start Excerpt

However, when we add function calls we will try to look up names during the syntax transforms. If we
do that too early, the lookups might fail because the function we try to find has not been added
yet.
The next step is to implement the createCode function to generate code. Since functions in the
demo language are supposed to evaluate and return the associated expression, we can simply call
the code function of the root node in the AST to do the heavy lifting for us. We get the root node
by calling transform on the body variable we just saved. What remains is to create a CodeGen
object, emit a function prolog, and to make sure that the function returns the right result. The
last step requires us to remember that we decided that code functions store the result of
evaluating the expression in the eax register:
private CodeGen createCode() { // Create a CodeGen instance. All parameters are members // in the Function class. CodeGen gen(runOn, isMember, result); // Emit the function prolog. gen.l << prolog(); // Transform the body into AST nodes, and generate code // for the expression. Expr e = body.transform(); e.code(gen); // Since the result of the evaluation is stored in 'eax' // by our convention, we can just generate code to return // the value in 'eax' here. gen.l << fnRet(eax); // Return the generated code. The LazyCode will then // compile the generated code into machine code and // execute it. return gen; }
Note that we also need to add use core:asm; to the top of the file. Otherwise names such as eax
will not be visible.
If we run the test program at this point, we will get the following error:
@/home/storm/language/demo/syntax.bnf(249-355): Syntax error: Can not find "DemoFunction" with parameters (core.lang.SrcPos&, core.Str&, core.Array(core.Str)&).
This error is because we now need to pass the body to the constructor of DemoFunction. Since we
wish to capture the original parse tree here, and not transform it first, we need to add the @
character when capturing the body. This looks like the code below:
DemoFunction SFunction(); SFunction => DemoFunction(pos, name, params, body) : SIdentifier name, "(", SParamList params, ")", "=", SExpr @body;
If we run the program again, we get a different error:
@/home/storm/language/demo/demo.bs(1039-1040): Syntax error: No appropriate constructor for lang.demo.Expr found. Can not initialize 'e'. Expected signature: __init(lang.demo.Expr, void)
This error is from the line where we assign the result of body.transform() to the variable e.
The reason is that the rule SExpr returns void, and not Expr as we expected. We fix this by
changing the return type of the SExpr rule:
Expr SExpr();
This causes yet another error to appear:
@/home/storm/language/demo/syntax.bnf(638-654): Syntax error: No return value specified for a production that does not return 'void'.
In this case, it is caused by the production SExpr : SProduct not returning anything. We can fix
the error by adding suitable transforms to forward the result:
SExpr => x : SProduct x;
If we continue to run the program and fix errors like above, we will see that we also need to change
the result of SProduct and SAtom in the same way, and that we need to modify the productions
SProduct : SAtom and SAtom : "-?[0-9]+"; as follows:
SExpr SProduct(); // ... SProduct => x : SAtom x; // ... Expr SAtom(); SAtom => Literal(pos, num) : "-?[0-9]+" num;
After these modifications, the program finally runs and produces the output:
Result: 1
This is exactly what we would expect, and it means that our new language can successfully compile and run very simple functions! A great first step!

end Excerpt
start Dataset records

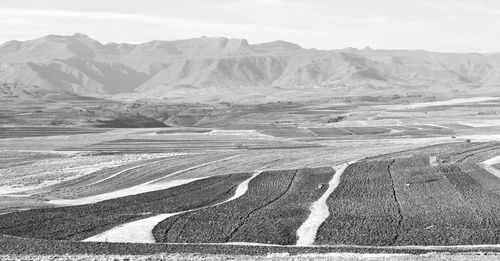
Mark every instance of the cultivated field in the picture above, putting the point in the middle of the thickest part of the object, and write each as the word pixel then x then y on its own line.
pixel 344 176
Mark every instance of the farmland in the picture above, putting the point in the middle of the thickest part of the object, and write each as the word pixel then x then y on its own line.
pixel 80 222
pixel 413 180
pixel 265 214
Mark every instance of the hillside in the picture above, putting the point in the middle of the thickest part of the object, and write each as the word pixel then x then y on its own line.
pixel 218 68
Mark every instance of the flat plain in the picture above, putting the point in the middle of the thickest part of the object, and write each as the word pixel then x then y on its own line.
pixel 421 179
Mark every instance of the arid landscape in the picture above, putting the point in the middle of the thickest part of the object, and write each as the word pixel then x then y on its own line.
pixel 245 147
pixel 414 176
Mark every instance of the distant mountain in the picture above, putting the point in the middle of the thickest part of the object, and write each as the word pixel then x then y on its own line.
pixel 218 66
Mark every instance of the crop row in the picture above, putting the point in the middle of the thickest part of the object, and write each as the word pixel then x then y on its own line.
pixel 80 222
pixel 275 205
pixel 405 201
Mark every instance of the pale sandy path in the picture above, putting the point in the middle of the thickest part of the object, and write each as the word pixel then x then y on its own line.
pixel 433 161
pixel 138 189
pixel 123 171
pixel 306 233
pixel 488 165
pixel 141 231
pixel 439 103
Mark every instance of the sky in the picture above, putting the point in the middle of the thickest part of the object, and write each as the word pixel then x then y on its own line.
pixel 433 25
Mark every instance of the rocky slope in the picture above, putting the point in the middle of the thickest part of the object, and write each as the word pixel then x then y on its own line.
pixel 221 67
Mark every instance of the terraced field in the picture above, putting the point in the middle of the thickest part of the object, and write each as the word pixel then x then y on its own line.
pixel 80 222
pixel 405 201
pixel 275 205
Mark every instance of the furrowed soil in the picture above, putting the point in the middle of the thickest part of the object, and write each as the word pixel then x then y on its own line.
pixel 405 201
pixel 80 222
pixel 275 205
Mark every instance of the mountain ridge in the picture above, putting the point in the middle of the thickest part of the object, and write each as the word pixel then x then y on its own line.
pixel 219 67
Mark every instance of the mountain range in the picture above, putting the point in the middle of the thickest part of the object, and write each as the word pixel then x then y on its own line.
pixel 216 68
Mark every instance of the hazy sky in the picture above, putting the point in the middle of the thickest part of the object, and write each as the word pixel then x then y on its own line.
pixel 438 25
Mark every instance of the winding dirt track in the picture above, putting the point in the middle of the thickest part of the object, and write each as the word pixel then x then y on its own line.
pixel 306 234
pixel 141 231
pixel 149 186
pixel 488 165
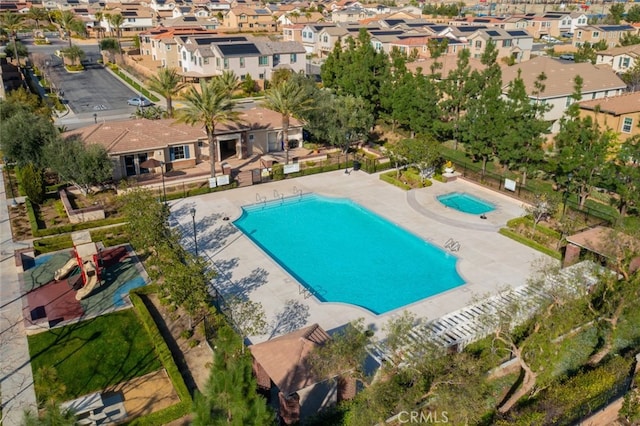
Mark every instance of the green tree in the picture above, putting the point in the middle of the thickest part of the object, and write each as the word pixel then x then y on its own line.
pixel 521 146
pixel 32 182
pixel 12 23
pixel 633 14
pixel 24 134
pixel 74 54
pixel 289 100
pixel 110 45
pixel 210 105
pixel 83 165
pixel 358 70
pixel 484 123
pixel 457 92
pixel 146 221
pixel 622 175
pixel 168 83
pixel 229 397
pixel 66 20
pixel 581 149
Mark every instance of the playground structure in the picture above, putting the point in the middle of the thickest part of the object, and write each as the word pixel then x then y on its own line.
pixel 86 259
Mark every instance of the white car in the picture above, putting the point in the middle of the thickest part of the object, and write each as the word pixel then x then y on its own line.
pixel 139 101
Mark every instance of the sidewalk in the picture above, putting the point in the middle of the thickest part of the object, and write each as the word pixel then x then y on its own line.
pixel 16 379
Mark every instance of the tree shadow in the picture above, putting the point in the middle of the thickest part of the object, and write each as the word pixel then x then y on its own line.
pixel 293 317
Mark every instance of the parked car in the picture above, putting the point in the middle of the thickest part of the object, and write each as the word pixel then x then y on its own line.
pixel 139 101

end Dataset records

- [To-do list]
1 > From the demo-language tutorial, return the passage between "This error is from" and "not return 'void'.", inclusive.
2 > Resume the demo-language tutorial after its last sentence.

- [Outputs for the tasks]
1 >
This error is from the line where we assign the result of body.transform() to the variable e.
The reason is that the rule SExpr returns void, and not Expr as we expected. We fix this by
changing the return type of the SExpr rule:
Expr SExpr();
This causes yet another error to appear:
@/home/storm/language/demo/syntax.bnf(638-654): Syntax error: No return value specified for a production that does not return 'void'.

2 >
Implementing Operators
Now that our implementation has progressed far enough to compile simple functions, let's implement
operators as well. This will show the strength of our assumptions regarding the code function,
since this will make it fairly straight-forward to implement the operators correctly, regardless of
the complexity of the expressions that are being evaluated.
To start, let's update our test program in the demo.demo file in the test directory as follows:
f() = 10 + 4
If we try to run the example now, we will get an error similar to before that says that the
production for + does not return anything, even though it should return a non-void value. We can
fix that by updating the production as follows:
SExpr => OpAdd(pos, l, r) : SExpr l, "\+", SExpr r;
Of course, we must also define the class OpAdd as well. The first part of the class is
straight-forward, we simply store the expressions that correspond to the left- and right-hand sides
of the operator:
class OpAdd extends Expr { private Expr lhs; private Expr rhs; init(SrcPos pos, Expr lhs, Expr rhs) { init(pos) { lhs = lhs; rhs = rhs; } } }
The code function is, however, at first a bit trickier. In order to evaluate the + operator, we
must first evaluate the left- and right hand sides in some order. Then we can add the results of
these expressions together.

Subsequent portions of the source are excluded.